Challenge ::
Are you able to retype all the records below exactly?

Listing ::
* * * *

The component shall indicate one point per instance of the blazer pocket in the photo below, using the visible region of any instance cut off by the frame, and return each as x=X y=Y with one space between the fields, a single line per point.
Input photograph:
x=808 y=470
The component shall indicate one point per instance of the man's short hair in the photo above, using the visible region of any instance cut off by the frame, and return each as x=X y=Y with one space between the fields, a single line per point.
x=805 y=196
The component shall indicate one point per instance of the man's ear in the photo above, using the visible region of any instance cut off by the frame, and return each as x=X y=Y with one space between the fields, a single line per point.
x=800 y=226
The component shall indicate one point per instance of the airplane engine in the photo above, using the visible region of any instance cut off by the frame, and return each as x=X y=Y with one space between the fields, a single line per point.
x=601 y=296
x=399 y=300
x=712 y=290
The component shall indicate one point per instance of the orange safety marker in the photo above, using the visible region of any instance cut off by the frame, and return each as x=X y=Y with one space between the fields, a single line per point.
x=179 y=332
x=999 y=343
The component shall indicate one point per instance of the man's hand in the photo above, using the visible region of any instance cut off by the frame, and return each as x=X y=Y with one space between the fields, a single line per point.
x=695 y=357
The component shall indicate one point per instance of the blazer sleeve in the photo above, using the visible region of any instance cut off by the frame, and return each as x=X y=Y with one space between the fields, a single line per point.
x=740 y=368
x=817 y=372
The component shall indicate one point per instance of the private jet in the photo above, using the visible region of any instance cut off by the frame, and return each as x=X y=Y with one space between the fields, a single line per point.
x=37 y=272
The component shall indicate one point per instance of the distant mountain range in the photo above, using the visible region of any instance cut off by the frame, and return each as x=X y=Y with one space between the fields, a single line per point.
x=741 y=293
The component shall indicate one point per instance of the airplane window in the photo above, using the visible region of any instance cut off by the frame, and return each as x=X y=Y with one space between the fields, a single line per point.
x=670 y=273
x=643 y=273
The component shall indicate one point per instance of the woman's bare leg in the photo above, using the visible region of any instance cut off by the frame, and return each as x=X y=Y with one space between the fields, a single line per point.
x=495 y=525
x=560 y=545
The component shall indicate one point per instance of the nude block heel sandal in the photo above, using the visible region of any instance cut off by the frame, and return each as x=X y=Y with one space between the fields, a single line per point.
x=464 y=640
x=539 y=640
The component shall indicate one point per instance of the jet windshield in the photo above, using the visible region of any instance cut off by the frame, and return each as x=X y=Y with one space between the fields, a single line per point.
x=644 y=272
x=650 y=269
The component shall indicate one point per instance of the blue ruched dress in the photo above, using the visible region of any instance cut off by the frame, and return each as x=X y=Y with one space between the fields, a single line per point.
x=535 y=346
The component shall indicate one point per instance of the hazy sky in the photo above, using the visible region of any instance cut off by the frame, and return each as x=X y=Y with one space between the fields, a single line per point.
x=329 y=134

* * * *

Task output ::
The component shall indicate one point per instance of the blazer pocket in the photo below, using the visible region of any instance cut off by the frame, and return each as x=X y=Y with one space between the fields, a single line per point.
Input photograph:
x=808 y=470
The component shall indicate one point per instance of the man's short hair in the photo above, using the visible region of any instance cut off by the frame, and return each as x=X y=Y with one space between the fields, a single line per point.
x=805 y=196
The component shall indicate one point per instance of the man's ear in the photo above, using the visible region of any instance cut off by the frame, and return each as x=X y=Y with one space between the fields, a single line per point.
x=800 y=226
The component shall indicate one point per instance of the airplane engine in the photo above, using the visible region of any instance cut off by the frame, and return each as x=X y=Y with one space between the fields, a single line per point.
x=601 y=296
x=399 y=300
x=712 y=290
The component shall indicate one point per instance of the orange safety marker in the photo above, using the visible region of any instance cut off by the frame, and return each as x=X y=Y with one space between the fields, a single line per point.
x=179 y=332
x=999 y=343
The component shall indicate one point per instance of the man's hand in the photo above, using the visible region of any instance cut off by the frame, and return each as x=X y=Y with one space between the fields, a single line per point.
x=695 y=357
The component shall indicate one point per instance of the blazer sleeve in the photo above, using the visible region of any instance cut off by the frame, and return each as x=X y=Y with one space between the fields, a single line per point.
x=740 y=368
x=817 y=372
The component shall indicate one point per instance of the private jet in the photo above, using the visible region of any instance cut off by the frame, and return each as x=X y=Y with one space between the fields, a single line per point.
x=37 y=272
The component shall indicate one point per instance of the distant mountain range in the photo above, using the visible region of any instance cut off by the frame, and return each as x=X y=Y with one space between the fields, a single line per point.
x=741 y=293
The component shall indicate one point per instance of the airplane window in the photo above, using the visible region of any instance cut off by the frame, and return each as x=X y=Y with one space between the fields, a single line per point.
x=670 y=273
x=643 y=273
The component shall indicate one point per instance of the woman's bare leg in the photo above, using the visible region of any instance cut off by the frame, and return each as x=X y=Y with one space between the fields, a single line per point.
x=495 y=525
x=560 y=545
The component shall indicate one point per instance of the nude block heel sandal in the photo above, using the visible region of any instance cut off by the frame, and return each as x=X y=Y with one space between the fields, a single line per point.
x=464 y=640
x=539 y=640
The component shall indicate one point per instance of the jet windshield in the photo above, using the visible region of any instance cut off by the frame, and return each as x=X y=Y with one space between the fields, a single line per point.
x=644 y=272
x=650 y=269
The component shall indicate one point per instance of the blue ruched dress in the photo above, using the visible region of any instance cut off by the frame, and return each as x=X y=Y with one space between the fields, a single line per point.
x=535 y=346
The component shall indicate one point per instance of the hazy sky in the photo above, using the visible region of any instance cut off by the frame, and return each as x=X y=Y with one space between the fields, a single line per point.
x=329 y=134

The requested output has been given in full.